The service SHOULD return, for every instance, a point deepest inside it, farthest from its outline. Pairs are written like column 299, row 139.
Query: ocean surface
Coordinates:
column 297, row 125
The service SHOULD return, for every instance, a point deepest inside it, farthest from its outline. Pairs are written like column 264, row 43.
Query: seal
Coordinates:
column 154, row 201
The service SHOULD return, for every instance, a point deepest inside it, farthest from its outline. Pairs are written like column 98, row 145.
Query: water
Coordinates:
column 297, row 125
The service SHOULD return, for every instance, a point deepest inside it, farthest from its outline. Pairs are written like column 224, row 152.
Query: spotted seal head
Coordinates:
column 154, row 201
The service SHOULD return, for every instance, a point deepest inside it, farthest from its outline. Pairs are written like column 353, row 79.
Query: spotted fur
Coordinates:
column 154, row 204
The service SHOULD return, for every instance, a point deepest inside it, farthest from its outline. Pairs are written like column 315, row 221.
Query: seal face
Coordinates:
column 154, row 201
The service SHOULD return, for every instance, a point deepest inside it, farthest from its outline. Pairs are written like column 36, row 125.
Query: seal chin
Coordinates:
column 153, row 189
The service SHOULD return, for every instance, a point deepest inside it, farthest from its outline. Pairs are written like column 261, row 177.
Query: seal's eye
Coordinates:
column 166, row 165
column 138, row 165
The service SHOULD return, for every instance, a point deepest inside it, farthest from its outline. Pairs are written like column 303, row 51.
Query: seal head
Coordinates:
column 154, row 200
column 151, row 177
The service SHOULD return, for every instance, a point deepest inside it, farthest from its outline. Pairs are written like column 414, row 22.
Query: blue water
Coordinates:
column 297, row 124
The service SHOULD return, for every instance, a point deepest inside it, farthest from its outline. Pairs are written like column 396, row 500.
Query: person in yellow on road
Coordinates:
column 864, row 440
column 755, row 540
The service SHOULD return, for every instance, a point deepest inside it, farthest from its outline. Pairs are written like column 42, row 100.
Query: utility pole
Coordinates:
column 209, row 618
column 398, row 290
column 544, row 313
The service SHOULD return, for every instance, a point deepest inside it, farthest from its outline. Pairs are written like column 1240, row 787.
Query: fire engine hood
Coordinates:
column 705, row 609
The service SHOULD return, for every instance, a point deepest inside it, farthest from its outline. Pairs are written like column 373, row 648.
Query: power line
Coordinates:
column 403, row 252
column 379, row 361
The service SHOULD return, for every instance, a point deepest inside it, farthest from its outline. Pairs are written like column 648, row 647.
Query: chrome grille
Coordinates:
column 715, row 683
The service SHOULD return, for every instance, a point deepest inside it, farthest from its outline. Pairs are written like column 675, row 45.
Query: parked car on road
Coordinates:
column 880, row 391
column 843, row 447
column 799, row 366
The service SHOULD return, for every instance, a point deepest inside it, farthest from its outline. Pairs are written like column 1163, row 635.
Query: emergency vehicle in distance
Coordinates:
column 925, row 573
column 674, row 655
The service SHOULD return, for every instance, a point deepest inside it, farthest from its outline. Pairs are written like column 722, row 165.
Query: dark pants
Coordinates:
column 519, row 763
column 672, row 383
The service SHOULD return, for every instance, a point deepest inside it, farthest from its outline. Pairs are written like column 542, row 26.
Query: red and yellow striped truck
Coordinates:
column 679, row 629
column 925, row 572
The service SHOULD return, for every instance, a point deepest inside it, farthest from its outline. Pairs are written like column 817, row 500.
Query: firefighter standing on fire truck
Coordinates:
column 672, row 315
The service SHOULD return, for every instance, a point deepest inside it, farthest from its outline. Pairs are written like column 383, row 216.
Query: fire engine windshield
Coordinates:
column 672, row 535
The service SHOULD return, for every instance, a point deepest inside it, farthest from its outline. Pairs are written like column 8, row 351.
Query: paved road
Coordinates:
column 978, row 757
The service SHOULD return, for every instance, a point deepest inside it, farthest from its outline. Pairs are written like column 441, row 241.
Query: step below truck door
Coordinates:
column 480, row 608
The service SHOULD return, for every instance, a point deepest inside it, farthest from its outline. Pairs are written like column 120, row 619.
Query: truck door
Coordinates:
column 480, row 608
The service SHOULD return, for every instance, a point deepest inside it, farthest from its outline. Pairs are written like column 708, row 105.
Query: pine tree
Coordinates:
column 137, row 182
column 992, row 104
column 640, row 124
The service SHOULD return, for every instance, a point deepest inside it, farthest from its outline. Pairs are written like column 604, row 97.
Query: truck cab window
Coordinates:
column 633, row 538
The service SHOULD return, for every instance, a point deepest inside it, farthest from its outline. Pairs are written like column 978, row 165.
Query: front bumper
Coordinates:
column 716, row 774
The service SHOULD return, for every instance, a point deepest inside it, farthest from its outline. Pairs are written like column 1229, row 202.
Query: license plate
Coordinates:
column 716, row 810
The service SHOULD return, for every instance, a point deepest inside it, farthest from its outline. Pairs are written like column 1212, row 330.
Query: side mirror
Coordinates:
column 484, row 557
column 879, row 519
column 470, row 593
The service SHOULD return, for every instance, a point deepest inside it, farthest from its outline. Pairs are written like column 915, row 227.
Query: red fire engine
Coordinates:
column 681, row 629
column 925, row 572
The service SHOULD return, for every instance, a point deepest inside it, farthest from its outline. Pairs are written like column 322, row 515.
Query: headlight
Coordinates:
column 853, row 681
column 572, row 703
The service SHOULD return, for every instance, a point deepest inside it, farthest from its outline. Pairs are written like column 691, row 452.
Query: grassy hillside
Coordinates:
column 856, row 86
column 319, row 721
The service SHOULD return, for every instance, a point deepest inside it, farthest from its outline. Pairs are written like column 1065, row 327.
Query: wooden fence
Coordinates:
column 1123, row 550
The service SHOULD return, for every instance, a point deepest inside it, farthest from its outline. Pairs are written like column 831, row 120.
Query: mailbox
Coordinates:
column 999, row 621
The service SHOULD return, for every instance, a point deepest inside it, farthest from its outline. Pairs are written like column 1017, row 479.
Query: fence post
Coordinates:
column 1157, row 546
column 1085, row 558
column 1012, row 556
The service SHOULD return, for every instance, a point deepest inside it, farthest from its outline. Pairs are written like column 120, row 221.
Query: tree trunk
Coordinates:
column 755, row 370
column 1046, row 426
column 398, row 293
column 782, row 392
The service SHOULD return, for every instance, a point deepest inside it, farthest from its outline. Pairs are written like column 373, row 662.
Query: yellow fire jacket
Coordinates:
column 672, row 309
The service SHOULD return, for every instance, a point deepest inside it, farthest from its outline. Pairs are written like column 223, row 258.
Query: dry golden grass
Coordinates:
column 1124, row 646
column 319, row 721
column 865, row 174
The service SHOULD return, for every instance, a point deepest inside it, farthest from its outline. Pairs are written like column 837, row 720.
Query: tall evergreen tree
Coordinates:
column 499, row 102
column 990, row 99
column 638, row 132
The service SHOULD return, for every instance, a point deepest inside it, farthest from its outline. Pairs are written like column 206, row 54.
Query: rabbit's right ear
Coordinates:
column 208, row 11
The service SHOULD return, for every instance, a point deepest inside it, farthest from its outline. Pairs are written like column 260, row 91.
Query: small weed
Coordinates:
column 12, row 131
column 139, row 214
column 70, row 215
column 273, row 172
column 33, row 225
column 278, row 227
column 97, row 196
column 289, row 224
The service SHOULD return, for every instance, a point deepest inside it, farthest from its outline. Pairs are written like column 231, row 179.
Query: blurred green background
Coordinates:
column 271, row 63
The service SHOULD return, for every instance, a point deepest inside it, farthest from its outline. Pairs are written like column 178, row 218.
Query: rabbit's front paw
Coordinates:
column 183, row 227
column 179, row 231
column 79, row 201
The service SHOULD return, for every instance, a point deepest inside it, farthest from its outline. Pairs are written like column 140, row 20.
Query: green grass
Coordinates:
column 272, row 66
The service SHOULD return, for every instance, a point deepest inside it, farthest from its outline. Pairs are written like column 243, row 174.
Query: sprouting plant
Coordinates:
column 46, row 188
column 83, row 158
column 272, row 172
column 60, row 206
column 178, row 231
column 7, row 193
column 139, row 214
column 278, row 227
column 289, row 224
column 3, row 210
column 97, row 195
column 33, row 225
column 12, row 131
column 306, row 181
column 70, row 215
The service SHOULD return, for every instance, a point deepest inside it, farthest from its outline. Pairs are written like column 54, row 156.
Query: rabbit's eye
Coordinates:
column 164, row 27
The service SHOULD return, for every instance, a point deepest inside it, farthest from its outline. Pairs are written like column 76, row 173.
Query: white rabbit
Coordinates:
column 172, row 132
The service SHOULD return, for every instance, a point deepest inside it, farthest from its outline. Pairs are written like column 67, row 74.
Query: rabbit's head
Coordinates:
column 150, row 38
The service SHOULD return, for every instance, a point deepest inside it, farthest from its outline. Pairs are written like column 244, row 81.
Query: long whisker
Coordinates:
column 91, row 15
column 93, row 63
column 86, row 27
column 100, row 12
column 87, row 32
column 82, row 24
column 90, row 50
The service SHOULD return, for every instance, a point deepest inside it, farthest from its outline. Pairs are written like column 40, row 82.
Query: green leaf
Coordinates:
-=-=-=-=-
● TO BE DONE
Print the lines of the data above word for word, from the line containing "837, row 720." through the line containing "column 638, row 132", including both of those lines.

● ANSWER TO THE EXERCISE
The service SHOULD return, for every instance, a point deepest inside it, farthest from its outline. Pairs are written like column 837, row 720.
Query: tall evergreen tree
Coordinates:
column 499, row 102
column 990, row 99
column 638, row 132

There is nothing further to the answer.